• **SHORT TASK**
List each line in the items below that contains the word "give".

*****

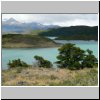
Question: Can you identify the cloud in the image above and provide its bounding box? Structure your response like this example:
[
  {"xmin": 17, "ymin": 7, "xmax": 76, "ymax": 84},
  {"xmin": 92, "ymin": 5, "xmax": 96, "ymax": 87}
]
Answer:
[{"xmin": 2, "ymin": 14, "xmax": 98, "ymax": 26}]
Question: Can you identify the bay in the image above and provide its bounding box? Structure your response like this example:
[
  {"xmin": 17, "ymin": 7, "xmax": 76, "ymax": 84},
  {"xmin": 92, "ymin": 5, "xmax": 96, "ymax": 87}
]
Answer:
[{"xmin": 2, "ymin": 40, "xmax": 98, "ymax": 70}]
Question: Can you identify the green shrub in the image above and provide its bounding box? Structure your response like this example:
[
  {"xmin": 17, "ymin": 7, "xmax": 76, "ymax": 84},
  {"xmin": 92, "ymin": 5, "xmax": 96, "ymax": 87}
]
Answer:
[
  {"xmin": 34, "ymin": 56, "xmax": 52, "ymax": 68},
  {"xmin": 56, "ymin": 43, "xmax": 85, "ymax": 69},
  {"xmin": 82, "ymin": 49, "xmax": 98, "ymax": 68},
  {"xmin": 8, "ymin": 59, "xmax": 28, "ymax": 68},
  {"xmin": 56, "ymin": 43, "xmax": 97, "ymax": 70}
]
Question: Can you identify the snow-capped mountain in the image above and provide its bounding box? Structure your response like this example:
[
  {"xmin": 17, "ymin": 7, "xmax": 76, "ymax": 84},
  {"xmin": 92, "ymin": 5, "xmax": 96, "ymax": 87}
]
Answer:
[{"xmin": 2, "ymin": 18, "xmax": 59, "ymax": 32}]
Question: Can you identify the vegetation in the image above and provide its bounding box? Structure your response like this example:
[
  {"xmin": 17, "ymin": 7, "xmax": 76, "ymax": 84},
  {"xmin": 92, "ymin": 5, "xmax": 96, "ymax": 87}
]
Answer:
[
  {"xmin": 34, "ymin": 56, "xmax": 52, "ymax": 68},
  {"xmin": 56, "ymin": 43, "xmax": 97, "ymax": 69},
  {"xmin": 2, "ymin": 43, "xmax": 98, "ymax": 86},
  {"xmin": 40, "ymin": 26, "xmax": 98, "ymax": 40},
  {"xmin": 82, "ymin": 49, "xmax": 98, "ymax": 68},
  {"xmin": 2, "ymin": 34, "xmax": 59, "ymax": 48},
  {"xmin": 8, "ymin": 59, "xmax": 29, "ymax": 68},
  {"xmin": 2, "ymin": 67, "xmax": 98, "ymax": 86}
]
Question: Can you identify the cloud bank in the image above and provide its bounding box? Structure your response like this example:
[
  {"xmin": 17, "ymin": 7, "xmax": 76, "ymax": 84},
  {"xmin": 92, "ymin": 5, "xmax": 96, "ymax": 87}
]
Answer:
[{"xmin": 2, "ymin": 14, "xmax": 98, "ymax": 26}]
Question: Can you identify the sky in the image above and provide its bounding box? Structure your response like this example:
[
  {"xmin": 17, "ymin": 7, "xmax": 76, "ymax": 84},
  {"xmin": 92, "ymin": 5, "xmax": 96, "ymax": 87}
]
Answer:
[{"xmin": 2, "ymin": 14, "xmax": 98, "ymax": 27}]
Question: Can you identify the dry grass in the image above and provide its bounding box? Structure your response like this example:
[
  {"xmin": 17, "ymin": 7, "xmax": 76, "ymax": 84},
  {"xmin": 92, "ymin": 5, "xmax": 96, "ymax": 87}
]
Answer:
[{"xmin": 2, "ymin": 68, "xmax": 98, "ymax": 86}]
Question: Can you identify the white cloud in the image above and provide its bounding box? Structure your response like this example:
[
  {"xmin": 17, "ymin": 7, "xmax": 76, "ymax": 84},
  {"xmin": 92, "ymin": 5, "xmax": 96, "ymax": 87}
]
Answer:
[{"xmin": 2, "ymin": 14, "xmax": 98, "ymax": 26}]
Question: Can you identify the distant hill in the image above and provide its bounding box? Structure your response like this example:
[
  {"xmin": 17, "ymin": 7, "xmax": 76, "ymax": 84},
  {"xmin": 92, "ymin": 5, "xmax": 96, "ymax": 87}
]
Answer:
[
  {"xmin": 2, "ymin": 34, "xmax": 59, "ymax": 48},
  {"xmin": 40, "ymin": 26, "xmax": 98, "ymax": 40},
  {"xmin": 2, "ymin": 18, "xmax": 59, "ymax": 33}
]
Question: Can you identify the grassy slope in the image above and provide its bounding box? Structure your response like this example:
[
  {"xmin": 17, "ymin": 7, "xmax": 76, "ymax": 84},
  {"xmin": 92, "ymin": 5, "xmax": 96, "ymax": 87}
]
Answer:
[
  {"xmin": 2, "ymin": 68, "xmax": 98, "ymax": 86},
  {"xmin": 2, "ymin": 34, "xmax": 57, "ymax": 48}
]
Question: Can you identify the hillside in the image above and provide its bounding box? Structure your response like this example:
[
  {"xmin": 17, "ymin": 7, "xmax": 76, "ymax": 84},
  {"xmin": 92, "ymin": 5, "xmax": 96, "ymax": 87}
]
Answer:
[
  {"xmin": 2, "ymin": 34, "xmax": 58, "ymax": 48},
  {"xmin": 40, "ymin": 26, "xmax": 98, "ymax": 40},
  {"xmin": 2, "ymin": 18, "xmax": 59, "ymax": 33}
]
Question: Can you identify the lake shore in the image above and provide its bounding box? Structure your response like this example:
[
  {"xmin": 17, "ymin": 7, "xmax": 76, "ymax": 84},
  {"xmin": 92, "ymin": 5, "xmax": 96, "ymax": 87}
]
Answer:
[{"xmin": 2, "ymin": 67, "xmax": 98, "ymax": 86}]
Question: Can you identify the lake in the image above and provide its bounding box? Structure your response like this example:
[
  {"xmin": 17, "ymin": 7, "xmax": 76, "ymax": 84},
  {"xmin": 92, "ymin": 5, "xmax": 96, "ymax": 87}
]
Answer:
[{"xmin": 2, "ymin": 40, "xmax": 98, "ymax": 70}]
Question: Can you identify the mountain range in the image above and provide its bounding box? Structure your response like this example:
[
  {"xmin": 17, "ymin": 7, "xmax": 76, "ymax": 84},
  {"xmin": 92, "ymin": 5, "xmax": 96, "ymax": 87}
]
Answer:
[{"xmin": 2, "ymin": 18, "xmax": 60, "ymax": 33}]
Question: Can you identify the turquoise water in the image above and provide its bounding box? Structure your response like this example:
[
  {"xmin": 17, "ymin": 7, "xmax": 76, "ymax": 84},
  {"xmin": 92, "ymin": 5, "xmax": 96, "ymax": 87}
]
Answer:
[{"xmin": 2, "ymin": 40, "xmax": 98, "ymax": 69}]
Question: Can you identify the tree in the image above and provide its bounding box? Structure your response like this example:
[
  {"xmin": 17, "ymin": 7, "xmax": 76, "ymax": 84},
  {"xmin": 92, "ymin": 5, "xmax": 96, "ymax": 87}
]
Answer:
[
  {"xmin": 8, "ymin": 59, "xmax": 28, "ymax": 68},
  {"xmin": 34, "ymin": 56, "xmax": 52, "ymax": 68},
  {"xmin": 56, "ymin": 43, "xmax": 85, "ymax": 69},
  {"xmin": 82, "ymin": 49, "xmax": 98, "ymax": 68}
]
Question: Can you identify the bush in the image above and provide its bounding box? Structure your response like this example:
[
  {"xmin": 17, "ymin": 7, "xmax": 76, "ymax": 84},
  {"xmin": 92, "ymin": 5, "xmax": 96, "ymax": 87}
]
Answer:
[
  {"xmin": 82, "ymin": 49, "xmax": 98, "ymax": 68},
  {"xmin": 56, "ymin": 43, "xmax": 85, "ymax": 69},
  {"xmin": 8, "ymin": 59, "xmax": 28, "ymax": 68},
  {"xmin": 56, "ymin": 43, "xmax": 97, "ymax": 69},
  {"xmin": 34, "ymin": 56, "xmax": 52, "ymax": 68}
]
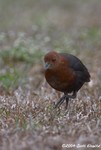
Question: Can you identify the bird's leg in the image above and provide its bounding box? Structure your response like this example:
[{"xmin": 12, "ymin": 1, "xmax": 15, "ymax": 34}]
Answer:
[
  {"xmin": 64, "ymin": 91, "xmax": 76, "ymax": 109},
  {"xmin": 65, "ymin": 91, "xmax": 77, "ymax": 99},
  {"xmin": 55, "ymin": 95, "xmax": 66, "ymax": 108},
  {"xmin": 65, "ymin": 97, "xmax": 69, "ymax": 109}
]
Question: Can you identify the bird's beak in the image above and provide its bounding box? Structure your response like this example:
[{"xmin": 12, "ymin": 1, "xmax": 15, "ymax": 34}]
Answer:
[{"xmin": 44, "ymin": 62, "xmax": 51, "ymax": 70}]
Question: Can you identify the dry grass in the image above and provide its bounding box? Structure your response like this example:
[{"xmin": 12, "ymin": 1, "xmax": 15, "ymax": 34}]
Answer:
[{"xmin": 0, "ymin": 0, "xmax": 101, "ymax": 150}]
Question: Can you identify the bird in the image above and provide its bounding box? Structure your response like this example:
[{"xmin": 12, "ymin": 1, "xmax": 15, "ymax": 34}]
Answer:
[{"xmin": 44, "ymin": 51, "xmax": 90, "ymax": 109}]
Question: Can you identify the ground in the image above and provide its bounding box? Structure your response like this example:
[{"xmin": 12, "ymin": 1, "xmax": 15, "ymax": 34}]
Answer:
[{"xmin": 0, "ymin": 0, "xmax": 101, "ymax": 150}]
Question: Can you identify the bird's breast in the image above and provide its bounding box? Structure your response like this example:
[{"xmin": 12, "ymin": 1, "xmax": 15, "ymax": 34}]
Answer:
[{"xmin": 45, "ymin": 71, "xmax": 76, "ymax": 92}]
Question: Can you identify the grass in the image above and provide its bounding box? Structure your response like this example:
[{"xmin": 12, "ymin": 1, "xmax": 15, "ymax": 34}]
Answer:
[{"xmin": 0, "ymin": 0, "xmax": 101, "ymax": 150}]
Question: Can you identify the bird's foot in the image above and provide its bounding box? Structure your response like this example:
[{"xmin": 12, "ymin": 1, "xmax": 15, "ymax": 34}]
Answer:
[
  {"xmin": 55, "ymin": 95, "xmax": 66, "ymax": 108},
  {"xmin": 65, "ymin": 92, "xmax": 76, "ymax": 99}
]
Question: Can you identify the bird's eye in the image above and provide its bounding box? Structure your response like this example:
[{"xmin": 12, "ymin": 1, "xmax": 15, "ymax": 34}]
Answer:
[{"xmin": 52, "ymin": 58, "xmax": 56, "ymax": 62}]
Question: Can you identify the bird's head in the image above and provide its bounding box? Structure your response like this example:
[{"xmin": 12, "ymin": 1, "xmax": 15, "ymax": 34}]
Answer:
[{"xmin": 44, "ymin": 51, "xmax": 61, "ymax": 70}]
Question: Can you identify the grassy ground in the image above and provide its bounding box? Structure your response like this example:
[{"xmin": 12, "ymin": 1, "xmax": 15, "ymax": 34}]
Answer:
[{"xmin": 0, "ymin": 0, "xmax": 101, "ymax": 150}]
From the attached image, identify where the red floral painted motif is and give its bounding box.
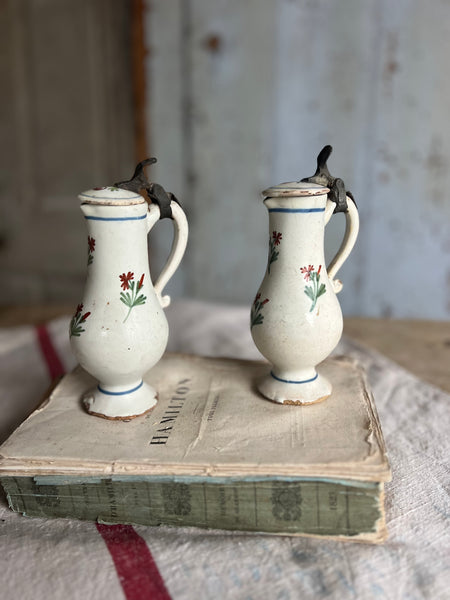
[119,271,134,291]
[300,265,314,281]
[70,304,91,337]
[119,271,147,323]
[88,235,95,265]
[272,231,283,246]
[300,265,327,312]
[250,293,269,329]
[267,231,283,273]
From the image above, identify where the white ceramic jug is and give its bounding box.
[251,148,359,404]
[70,171,188,420]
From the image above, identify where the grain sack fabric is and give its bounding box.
[0,301,450,600]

*****

• **RESPONSE BELOW**
From the attached image, identify where the red floral painted motif is and give its bounding box.
From the image above, identify where the white ceramic jug is and give its bounding box.
From the image above, identify where the grain sack fabric is and give its bounding box.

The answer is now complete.